_EXERCISE INSTRUCTIONS_: Pull every line containing "hillside" from the data.
[DATA PROVIDED]
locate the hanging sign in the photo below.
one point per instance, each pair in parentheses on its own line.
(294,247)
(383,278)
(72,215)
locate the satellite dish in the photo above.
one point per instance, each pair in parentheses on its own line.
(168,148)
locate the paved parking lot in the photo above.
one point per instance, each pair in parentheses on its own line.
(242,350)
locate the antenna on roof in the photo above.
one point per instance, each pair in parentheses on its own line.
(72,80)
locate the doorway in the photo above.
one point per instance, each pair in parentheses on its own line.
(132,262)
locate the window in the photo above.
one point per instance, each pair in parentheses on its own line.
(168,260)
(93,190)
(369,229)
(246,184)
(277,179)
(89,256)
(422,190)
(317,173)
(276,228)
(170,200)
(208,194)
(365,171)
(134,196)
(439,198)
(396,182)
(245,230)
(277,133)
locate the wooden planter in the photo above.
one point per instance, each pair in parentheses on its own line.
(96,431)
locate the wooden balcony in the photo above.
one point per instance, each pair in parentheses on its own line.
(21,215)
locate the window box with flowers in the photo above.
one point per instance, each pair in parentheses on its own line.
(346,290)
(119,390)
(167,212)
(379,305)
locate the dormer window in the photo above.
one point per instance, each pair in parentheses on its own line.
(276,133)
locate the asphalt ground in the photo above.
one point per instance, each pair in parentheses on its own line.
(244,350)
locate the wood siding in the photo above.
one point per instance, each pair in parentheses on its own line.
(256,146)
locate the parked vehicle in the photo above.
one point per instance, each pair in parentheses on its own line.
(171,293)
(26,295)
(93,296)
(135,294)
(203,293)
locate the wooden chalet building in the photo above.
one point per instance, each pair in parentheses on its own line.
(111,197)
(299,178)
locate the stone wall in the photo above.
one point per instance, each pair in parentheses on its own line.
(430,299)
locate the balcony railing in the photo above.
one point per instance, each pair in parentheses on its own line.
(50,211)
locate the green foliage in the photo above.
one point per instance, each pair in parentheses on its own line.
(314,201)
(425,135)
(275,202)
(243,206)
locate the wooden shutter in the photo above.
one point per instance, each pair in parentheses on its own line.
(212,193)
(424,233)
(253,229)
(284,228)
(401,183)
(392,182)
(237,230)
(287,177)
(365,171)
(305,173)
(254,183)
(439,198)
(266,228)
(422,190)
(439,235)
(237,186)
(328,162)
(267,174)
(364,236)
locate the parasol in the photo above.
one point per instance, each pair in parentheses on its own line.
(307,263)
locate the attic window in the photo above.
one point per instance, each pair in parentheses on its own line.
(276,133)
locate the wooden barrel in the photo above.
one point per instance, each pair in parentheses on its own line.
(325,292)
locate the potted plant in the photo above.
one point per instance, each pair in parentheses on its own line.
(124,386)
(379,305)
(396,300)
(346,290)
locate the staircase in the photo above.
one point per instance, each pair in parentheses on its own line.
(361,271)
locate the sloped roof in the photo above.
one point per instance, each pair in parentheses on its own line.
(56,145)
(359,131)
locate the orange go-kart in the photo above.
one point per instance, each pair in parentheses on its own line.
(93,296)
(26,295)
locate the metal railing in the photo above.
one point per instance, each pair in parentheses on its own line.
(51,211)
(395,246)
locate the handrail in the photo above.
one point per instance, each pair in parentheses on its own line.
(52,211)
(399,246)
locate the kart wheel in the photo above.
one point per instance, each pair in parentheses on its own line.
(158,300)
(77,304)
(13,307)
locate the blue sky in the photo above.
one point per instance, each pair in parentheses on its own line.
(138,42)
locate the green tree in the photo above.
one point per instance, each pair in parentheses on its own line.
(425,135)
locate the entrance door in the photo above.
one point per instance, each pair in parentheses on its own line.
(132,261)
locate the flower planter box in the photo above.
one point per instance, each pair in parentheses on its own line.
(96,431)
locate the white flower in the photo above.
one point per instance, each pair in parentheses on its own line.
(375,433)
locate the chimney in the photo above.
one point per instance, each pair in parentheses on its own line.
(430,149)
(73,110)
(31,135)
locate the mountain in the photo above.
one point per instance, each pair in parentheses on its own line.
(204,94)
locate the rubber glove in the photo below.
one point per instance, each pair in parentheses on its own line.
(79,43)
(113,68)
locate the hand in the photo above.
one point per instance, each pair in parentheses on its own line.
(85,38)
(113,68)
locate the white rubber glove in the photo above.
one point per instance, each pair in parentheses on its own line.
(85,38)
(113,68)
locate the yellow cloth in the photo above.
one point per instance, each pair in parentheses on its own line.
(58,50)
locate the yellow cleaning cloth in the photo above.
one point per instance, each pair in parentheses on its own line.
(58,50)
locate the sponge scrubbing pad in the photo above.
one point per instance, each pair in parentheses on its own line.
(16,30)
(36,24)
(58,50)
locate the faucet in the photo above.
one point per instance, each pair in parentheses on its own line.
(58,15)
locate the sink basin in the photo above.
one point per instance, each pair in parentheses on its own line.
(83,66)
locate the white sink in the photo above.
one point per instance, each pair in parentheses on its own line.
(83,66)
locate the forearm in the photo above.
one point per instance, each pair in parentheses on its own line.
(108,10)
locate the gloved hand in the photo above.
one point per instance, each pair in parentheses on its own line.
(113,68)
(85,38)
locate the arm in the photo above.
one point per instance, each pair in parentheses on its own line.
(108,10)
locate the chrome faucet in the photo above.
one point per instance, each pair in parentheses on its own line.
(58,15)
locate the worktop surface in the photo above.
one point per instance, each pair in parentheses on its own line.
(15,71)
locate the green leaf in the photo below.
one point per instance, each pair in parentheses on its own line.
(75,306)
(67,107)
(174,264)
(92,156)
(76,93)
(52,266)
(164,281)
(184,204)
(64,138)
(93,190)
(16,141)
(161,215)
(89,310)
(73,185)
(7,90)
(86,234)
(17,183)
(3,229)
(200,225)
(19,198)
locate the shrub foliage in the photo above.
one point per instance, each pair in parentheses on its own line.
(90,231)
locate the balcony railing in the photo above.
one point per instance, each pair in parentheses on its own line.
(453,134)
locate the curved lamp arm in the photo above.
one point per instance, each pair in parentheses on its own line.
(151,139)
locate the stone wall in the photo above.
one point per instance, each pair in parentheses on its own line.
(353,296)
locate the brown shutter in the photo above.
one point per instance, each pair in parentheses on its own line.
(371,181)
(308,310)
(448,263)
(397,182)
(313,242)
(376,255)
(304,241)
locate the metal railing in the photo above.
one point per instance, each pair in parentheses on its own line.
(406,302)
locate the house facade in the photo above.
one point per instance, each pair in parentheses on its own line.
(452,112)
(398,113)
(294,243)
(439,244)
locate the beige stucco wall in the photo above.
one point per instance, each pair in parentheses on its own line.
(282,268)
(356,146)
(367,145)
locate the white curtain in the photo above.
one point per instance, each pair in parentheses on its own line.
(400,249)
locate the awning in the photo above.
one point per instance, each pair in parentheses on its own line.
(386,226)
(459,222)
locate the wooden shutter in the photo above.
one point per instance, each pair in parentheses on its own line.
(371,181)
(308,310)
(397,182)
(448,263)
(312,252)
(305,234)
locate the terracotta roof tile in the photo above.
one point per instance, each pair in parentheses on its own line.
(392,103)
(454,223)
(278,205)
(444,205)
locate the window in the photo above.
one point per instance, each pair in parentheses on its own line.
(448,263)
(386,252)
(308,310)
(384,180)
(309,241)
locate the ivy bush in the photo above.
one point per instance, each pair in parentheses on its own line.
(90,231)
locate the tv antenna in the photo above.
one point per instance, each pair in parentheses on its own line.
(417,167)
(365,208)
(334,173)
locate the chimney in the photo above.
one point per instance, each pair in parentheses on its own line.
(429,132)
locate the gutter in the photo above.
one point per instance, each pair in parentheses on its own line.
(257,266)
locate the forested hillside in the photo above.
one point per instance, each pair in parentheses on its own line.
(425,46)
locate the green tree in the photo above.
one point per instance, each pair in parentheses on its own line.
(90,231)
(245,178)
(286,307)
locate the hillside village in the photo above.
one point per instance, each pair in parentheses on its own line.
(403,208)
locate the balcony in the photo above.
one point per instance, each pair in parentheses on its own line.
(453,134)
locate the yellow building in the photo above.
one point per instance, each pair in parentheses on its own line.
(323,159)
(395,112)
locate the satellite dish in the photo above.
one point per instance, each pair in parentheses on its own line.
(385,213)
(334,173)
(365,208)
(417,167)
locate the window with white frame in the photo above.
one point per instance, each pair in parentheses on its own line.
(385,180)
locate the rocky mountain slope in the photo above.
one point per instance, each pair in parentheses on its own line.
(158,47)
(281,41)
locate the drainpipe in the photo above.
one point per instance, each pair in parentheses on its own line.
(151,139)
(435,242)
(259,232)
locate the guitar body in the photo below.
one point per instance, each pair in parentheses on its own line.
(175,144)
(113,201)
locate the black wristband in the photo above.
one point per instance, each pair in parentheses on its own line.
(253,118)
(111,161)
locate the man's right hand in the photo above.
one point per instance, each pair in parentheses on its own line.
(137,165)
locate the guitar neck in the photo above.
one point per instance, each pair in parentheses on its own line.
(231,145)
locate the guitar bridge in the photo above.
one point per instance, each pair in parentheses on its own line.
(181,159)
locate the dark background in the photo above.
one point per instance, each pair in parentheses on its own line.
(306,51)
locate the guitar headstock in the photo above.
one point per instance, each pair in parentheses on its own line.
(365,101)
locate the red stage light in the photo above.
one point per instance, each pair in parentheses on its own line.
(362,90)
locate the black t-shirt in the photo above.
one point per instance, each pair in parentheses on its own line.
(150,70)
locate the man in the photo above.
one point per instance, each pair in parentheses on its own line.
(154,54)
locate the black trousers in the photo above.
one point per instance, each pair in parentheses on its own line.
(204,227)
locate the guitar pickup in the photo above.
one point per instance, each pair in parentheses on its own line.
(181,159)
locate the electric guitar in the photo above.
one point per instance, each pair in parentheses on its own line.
[/DATA PROVIDED]
_EXERCISE SOLUTION_:
locate the forested hillside in the photo above.
locate the hillside village in the photo above.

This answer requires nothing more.